Selanjutnya disebutkan bahwa putra-putra
raja Jabi menikahi putri orang terpandang dari klan Da Costa yang kemudian
anak-anak dari hasil pernikahan ini dinikahkan lagi dengan banyak putri-putri
penguasa Tkesnai. Anak-anak ini lalu menurunkan keturunan raja-raja Belu
(Liurai Wewiku Wehali-Malaka dan Likusaen – di Timor Leste) serta raja-raja
Atoni (Liurai Sonbai, Ambenu, Amarasi, Amanatun dstnya) suku-suku ini yang
kemudian mendominasi Timor bagian barat. Itulah sebabnya dalam Natoni atau penuturan bahasa adat
disebutkan
Sonbai ma Amanatun on tataf-olif (Sonbai adalah kakak dan Amanatun adik)
Sonbai ma Amarasi on mone-feto (Sonbai adalah saudara lelaki dan Amarasi saudara
perempuan)
Sonbai ma Amabi on olif-tataf (Sonbai adalah adik dan Amabi adalah kakak)
Sonbai ma Amabesi on olif-tataf (Sonbai adalah adik dan Amabesi adalah kakak)
Sonbai ma Amfoan nok Ambeno on tataf-olif (Sonbai adalah kakak dan Amfoan serta Ambenu adalah
adik)[1]
Ini menunjukan bahwa pengaruh-pengaruh politik diawali
dari perikatan perkawinan-perkawinan yang cukup rumit terutama ada
bagian-bagian komunitas yang menganut sistim Patrialinear (warisan yang diberikan kepada anak lelaki) maupun bagian
komunitas bangsawan lainnya menganut Matrialinear
(warisan dan nama yang diteruskan oleh anak perempuan) turut mempengaruhi
kebingungan dalam sistim kekerabatan pada generasi kedua, ketiga dan
seterusnya.
Namun text-text lain menyebutkan bahwa sesungguhnya
Amabi adalah penguasa yang memiliki wilayah yang paling luas dari utara Ambenu
hingga Amanuban, Amanatun dan Toianas hingga ke barat Timor kecuali wilayah suku
Helong. Wilayahnya ini merupakan terdiri dari suku-suku kecil yang walaupun
merdeka dan bebas satu sama lainnya namun masih menunjukan bahwa Amabi dan
Tkesnai adalah elemen utama dan sakral.

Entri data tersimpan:
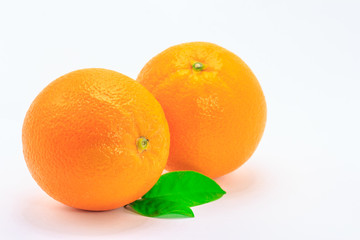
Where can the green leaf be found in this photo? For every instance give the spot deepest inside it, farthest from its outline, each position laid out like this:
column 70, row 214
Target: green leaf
column 188, row 188
column 153, row 207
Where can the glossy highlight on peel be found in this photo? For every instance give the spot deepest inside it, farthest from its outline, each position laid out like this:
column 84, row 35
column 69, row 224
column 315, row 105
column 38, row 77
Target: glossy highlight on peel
column 81, row 139
column 214, row 105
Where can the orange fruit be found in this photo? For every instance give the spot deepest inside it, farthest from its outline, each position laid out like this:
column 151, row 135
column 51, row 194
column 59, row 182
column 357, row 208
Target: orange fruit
column 95, row 139
column 214, row 105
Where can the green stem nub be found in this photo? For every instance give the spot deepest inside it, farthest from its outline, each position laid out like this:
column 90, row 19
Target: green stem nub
column 142, row 144
column 198, row 66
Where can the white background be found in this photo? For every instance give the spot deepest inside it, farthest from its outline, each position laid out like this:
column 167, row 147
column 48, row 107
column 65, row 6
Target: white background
column 302, row 182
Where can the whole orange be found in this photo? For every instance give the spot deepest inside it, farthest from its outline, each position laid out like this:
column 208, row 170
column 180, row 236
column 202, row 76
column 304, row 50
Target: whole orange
column 214, row 105
column 95, row 139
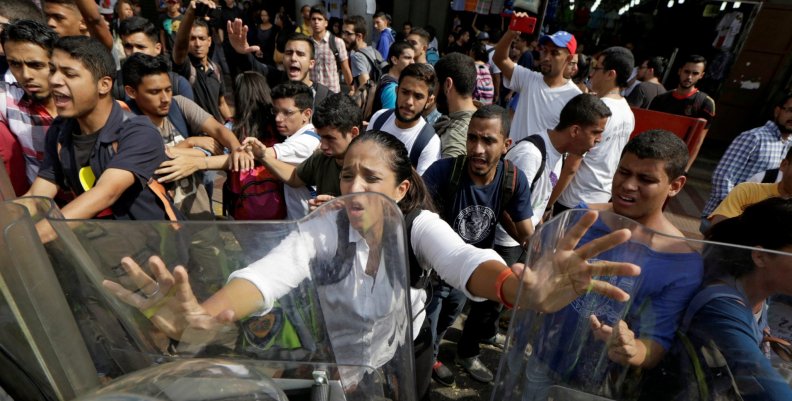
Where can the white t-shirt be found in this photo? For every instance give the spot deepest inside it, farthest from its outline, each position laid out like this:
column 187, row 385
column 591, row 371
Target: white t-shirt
column 527, row 158
column 433, row 241
column 593, row 180
column 539, row 106
column 294, row 150
column 431, row 152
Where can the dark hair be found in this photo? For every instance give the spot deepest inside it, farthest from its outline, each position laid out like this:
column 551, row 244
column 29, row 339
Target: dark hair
column 421, row 72
column 583, row 110
column 139, row 65
column 658, row 144
column 493, row 111
column 300, row 92
column 396, row 49
column 461, row 69
column 658, row 64
column 319, row 9
column 298, row 37
column 383, row 15
column 422, row 33
column 25, row 30
column 620, row 60
column 417, row 196
column 137, row 24
column 695, row 59
column 339, row 111
column 21, row 9
column 91, row 53
column 748, row 229
column 784, row 99
column 359, row 23
column 253, row 100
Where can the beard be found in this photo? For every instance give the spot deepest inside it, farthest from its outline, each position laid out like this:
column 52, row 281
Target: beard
column 405, row 119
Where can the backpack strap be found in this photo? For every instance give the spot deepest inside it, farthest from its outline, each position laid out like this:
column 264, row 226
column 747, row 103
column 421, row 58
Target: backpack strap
column 537, row 141
column 509, row 183
column 770, row 176
column 380, row 121
column 426, row 134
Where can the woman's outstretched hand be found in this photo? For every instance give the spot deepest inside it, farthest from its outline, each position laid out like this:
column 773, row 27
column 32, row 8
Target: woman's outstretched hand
column 169, row 302
column 558, row 278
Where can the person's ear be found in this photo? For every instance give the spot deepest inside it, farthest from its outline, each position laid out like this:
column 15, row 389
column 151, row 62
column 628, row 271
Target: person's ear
column 130, row 91
column 676, row 186
column 105, row 85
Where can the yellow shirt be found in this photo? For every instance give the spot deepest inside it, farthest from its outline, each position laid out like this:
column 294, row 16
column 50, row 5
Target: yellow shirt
column 744, row 195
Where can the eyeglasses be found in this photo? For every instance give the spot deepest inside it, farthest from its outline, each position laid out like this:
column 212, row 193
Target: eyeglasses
column 285, row 113
column 781, row 347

Tugas yang Dikerjakan
a – Jawablah pertanyaan berikut berdasarkan teks tentang raja-raja Timor.
(i) Menurut Natoni, apa hubungan antara Sonbai dan Amarasi?
(ii) Sistem apa yang meneruskan warisan dan nama melalui anak perempuan?
(iii) Wilayah suku mana yang dikecualikan dari wilayah kekuasaan Amabi?
b – Teruskan teks tentang raja-raja Timor mulai dari titik setelah kalimat terakhirnya.

Jawaban Latihan
a –
(i) Sonbai adalah saudara lelaki dan Amarasi adalah saudara perempuan.
(ii) Sistem Matrialinear.
(iii) Wilayah suku Helong.

b –
Pengakuan Moen Ha’
Kemudian akan muncul domain Amanuban yang ekspansif dan Olak
Malik/ Olmai Nope dipercaya sebagai pendiri kerajaan Amanuban yang independen,
namun uniknya namanya cukup dikenal oleh suku-suku lain selain Amanuban hingga
kini. Namun asal usul Olak Malik sebagai raja Amanuban telah menjadi perdebatan
selama ratusan tahun lamanya oleh berbagai kalangan. Walaupun tidak ada tradisi
lisan yang menceritakan bahwa eksistensinya berasal dari kisah-kisah mitologi[2], namun asal usulnya telah
memunculkan spekulasi terutama beredarnya isu bahwa ia berasal dari pulau Rote
dan asumsi ini begitu berkembang dari ujung barat pulau Timor sampai ujung timur
pulau Timor hingga hari ini.
Namun sebagian
tradisi lisan menunjukan bahwa ayah dari Olak Malik adalah seorang pendatang dan
pedagang ketika berkunjung ke Tunbes (yang kemudian menjadi Ibu Kota pertama
Amanuban). Ayah Olak Malik disebut Na’
Luan atau Lua Kase demikian ia
dikenang yang kemudian menikahi salah satu puteri penguasa Tkesnai yang saat
itu berada di Tunbes. Puteri ini bernama Bi
Meusin Tkesnai. Bi Meusin lalu di boyong keluar dari Tunbes dan mereka berkeliling
untuk berdagang. Dalam pengembaraan ini, mereka dikaruniai beberapa putera
termasuk Olak Malik. Banyak
penutur Amanuban percaya bahwa Olak Malik atau Olmai atau O’nai adalah nama
dari d’Ornay (de Hornay). Pada masa itu, komunitas Topas[3] (Portugis Hitam atau Swarten Portugis atau
Larantuqeuiros-lihat catatan kaki)
di pimpin oleh keluarga D’ornay[4]
dan Da Costa.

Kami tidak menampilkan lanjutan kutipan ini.